## QUOTED TEXT

Posted by Ryan Smith on March 13, 2019

Financial statements may not immediately drum up feelings of elation—but at Bench, we think numbers can bring joy.

We put this guide together to help you understand your financial statements and put them to work for your business. We’ll walk you through the difference between income statements and balance sheets, and show you how they work together.

Understanding these statements will help you accurately assess how profitable you are, see where you can adjust spending, and help your business grow. Where there’s growth, there’s usually cause for celebration. See? Numbers can be fun.



Income statements: help you understand your profitability

Your income statement shows you how your revenues and expenses contribute to profitability across a period of time. Most often, income statements are prepared monthly, quarterly, and annually. You can calculate them over any time period if the need arises.

Preparing an income statement is fairly straightforward—three steps to be exact. Here’s how to get started:

Step 1: Collect every journal entry made over the time period in question.

Step 2: Total all the categories of expense and categories of revenues.

Step 3: Calculate the profit by subtracting expenses from revenues.

## COMPLETE THE FOLLOWING
1. According to the financial statements guide, how often are income statements most often prepared?
2. Write out the financial statements guide from "Preparing an income" to "expenses from revenues.", replacing "journal entry" with "ledger entry".
3. Does each statement agree with the financial statements guide? (a) An income statement can be calculated over any time period. (b) Preparing an income statement takes five steps. (c) Profit is found by subtracting revenues from expenses.
These items come from a separate source.

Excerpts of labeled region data
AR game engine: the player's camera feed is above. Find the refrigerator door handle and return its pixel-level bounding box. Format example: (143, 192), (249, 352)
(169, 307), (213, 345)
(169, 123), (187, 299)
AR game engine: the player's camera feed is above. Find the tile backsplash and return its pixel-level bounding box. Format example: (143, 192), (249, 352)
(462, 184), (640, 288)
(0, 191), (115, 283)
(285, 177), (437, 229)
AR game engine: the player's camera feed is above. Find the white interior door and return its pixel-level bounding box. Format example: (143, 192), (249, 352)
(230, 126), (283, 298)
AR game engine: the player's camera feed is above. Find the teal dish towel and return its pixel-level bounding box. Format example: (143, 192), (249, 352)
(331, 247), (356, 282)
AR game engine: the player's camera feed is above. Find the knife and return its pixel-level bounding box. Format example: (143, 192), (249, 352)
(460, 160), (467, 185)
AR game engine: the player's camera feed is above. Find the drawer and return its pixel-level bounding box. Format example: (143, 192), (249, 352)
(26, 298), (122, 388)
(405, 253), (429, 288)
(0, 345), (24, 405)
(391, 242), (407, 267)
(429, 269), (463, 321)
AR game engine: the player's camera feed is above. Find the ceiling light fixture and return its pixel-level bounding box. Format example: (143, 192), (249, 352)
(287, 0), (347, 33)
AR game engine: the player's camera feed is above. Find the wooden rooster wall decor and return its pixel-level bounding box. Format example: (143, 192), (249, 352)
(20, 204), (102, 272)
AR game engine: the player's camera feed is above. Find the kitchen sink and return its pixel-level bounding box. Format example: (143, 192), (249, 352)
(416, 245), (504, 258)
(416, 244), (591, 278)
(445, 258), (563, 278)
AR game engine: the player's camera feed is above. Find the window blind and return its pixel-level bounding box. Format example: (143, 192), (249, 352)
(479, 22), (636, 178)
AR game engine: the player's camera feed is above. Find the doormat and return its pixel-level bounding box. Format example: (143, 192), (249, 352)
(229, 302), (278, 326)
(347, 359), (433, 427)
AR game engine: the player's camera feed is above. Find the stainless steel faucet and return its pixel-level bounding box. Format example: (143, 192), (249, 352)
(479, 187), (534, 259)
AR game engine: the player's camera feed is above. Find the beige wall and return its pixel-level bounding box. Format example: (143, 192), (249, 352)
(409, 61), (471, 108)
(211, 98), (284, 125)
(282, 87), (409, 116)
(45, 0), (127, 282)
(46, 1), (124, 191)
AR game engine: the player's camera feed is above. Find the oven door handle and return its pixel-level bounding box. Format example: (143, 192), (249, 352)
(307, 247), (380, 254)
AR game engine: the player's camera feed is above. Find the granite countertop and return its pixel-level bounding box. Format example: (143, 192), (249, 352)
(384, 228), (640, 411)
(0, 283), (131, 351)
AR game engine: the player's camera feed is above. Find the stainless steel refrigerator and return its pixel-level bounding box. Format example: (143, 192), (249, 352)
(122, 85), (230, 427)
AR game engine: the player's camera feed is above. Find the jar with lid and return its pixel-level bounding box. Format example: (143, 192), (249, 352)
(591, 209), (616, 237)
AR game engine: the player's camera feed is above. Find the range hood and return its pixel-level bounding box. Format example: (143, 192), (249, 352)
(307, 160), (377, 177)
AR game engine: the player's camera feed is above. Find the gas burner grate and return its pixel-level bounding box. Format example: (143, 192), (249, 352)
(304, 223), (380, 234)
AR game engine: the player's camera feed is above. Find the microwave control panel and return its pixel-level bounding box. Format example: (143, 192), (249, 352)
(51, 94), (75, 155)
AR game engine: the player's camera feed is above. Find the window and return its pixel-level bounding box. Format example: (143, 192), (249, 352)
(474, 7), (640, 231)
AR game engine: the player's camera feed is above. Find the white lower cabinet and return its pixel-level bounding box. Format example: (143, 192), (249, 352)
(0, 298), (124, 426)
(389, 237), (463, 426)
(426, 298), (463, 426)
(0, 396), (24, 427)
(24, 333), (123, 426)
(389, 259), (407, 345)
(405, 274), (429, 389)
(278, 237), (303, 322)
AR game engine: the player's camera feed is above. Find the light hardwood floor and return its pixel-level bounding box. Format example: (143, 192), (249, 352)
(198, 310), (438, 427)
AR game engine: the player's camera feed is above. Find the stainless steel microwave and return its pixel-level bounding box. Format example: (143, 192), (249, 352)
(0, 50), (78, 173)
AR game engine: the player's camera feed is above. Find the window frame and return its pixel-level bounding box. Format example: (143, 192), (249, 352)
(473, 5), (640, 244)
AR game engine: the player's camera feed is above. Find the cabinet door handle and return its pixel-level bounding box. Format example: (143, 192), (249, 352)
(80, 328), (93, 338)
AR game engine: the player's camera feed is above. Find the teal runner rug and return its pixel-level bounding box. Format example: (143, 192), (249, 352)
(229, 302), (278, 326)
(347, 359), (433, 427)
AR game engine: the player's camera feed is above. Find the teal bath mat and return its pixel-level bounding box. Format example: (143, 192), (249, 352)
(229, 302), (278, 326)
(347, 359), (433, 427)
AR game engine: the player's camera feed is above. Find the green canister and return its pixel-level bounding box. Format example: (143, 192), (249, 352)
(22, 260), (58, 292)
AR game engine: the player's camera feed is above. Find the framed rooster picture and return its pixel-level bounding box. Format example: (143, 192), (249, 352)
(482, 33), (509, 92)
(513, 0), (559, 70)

## PER-TASK OUTPUTS
1. Monthly, quarterly, and annually.

2.
Preparing an income statement is fairly straightforward—three steps to be exact. Here’s how to get started:

Step 1: Collect every ledger entry made over the time period in question.

Step 2: Total all the categories of expense and categories of revenues.

Step 3: Calculate the profit by subtracting expenses from revenues.

3.
(a) Yes: "You can calculate them over any time period if the need arises."
(b) No: "three steps to be exact"
(c) No: "Calculate the profit by subtracting expenses from revenues."